Top of Excerpted text
Husaco wrote: ↑02 Apr 2019, 07:06
I've never understood this complaint. Yes, Daggerfall is colossal on paper—twice the area of Great Britain or whatever—but the overworld is so sparse and utterly barren that for all intents and purposes it may as well not really exist (as was the case in Arena). It's neat that you could theoretically hold down the w key for 6 hours and end up at your destination, but it would be utterly miserable to play the game that way. In practice, travelling in Daggerfall consists of bringing up a crudely drawn map and clicking on a random pixel overlaid on it and watching a counter tick down the fictional days.
For me, it's about creating the perception of a large world. Unlike later games where people don't seem to recognize things that happen 5 feet outside of town (or worse, when two warring "cities" are a few minutes' walk down the main road), in Daggerfall places feel appropriately separated. It also helps with the representation of time; Daggerfall's able to have a more realistic day/night cycle where inns and such matter because you can't just stand around for a couple minutes to pass through an entire night (cities would also close at night, making you either camp out or break in by climbing over the walls).
Bottom of Excerpted text
Your tasks >>
#1 In the Daggerfall forum post, what does the writer say cities do at night?
#2 Update the Daggerfall forum post starting at "For me, it's" and ending at "over the walls).", replacing "inns" with "taverns".
#3 Go on with the Daggerfall forum post from its last sentence.
Top of Information provided
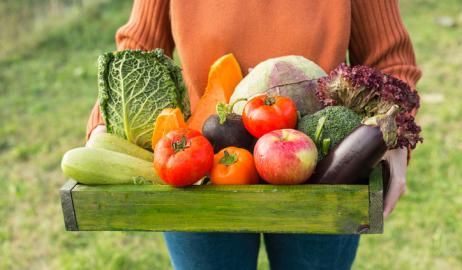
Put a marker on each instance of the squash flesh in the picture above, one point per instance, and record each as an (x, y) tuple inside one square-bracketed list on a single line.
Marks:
[(224, 76)]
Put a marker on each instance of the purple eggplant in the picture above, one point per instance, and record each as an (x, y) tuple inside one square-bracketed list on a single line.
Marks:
[(352, 161)]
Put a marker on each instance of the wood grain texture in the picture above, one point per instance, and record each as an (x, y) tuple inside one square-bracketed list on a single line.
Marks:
[(328, 209), (67, 204), (376, 201)]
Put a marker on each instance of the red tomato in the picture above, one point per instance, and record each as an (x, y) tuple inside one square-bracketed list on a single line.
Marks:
[(183, 157), (263, 114)]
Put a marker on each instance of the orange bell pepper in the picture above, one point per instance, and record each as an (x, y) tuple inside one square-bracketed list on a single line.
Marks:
[(234, 166)]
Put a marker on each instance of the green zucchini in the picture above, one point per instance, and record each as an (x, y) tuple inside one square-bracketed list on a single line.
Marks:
[(114, 143), (94, 166)]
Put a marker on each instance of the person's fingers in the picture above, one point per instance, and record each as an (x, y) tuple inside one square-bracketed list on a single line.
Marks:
[(397, 188), (96, 130)]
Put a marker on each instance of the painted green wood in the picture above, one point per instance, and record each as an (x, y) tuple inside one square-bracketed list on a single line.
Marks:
Bottom of Information provided
Expected responses >>
#1 They close, so you either camp out or break in by climbing over the walls.

#2
For me, it's about creating the perception of a large world. Unlike later games where people don't seem to recognize things that happen 5 feet outside of town (or worse, when two warring "cities" are a few minutes' walk down the main road), in Daggerfall places feel appropriately separated. It also helps with the representation of time; Daggerfall's able to have a more realistic day/night cycle where taverns and such matter because you can't just stand around for a couple minutes to pass through an entire night (cities would also close at night, making you either camp out or break in by climbing over the walls).

#3
Diseases can have more progressive effects that start negligible and get worse over time, whereas trying to do that in later games would require making them super-viruses or something since you're never more than a couple minutes away from some place with healing. Daggerfall's fast travel was also unique in that it required deciding whether you wanted to go recklessly, getting to some place a few days earlier but without healing and possibly at night (when the shops, if not the whole city, are closed), or cautiously but get there more rested and during the day (when places are open). Plus it would cost money, since you'd be staying at inns along the way. Timed quests are also a thing, giving the sense that the world doesn't revolve around you (if you don't do it, they'll assume you died or gave up, and write it off as a loss or send someone else), you can't dawdle since it takes you time to get places. You can fail almost any quest this way, which plays into the regional and faction reputation system, creating more dynamic interactions between you and the NPCs.
There's also the fatigue system, where instead of measuring how winded you are like the newer games (and where everybody seems to be out of shape), in Daggerfall the time scale allowed it to represent how tired you are throughout the day (and without giving you narcolepsy like mods for the later games do). More strenuous activities, like running and fighting, wear you out and make you a bit more tired the normal. If you run out of stamina, you pass out, and if you pass out in an enemy-filled dungeon, you die.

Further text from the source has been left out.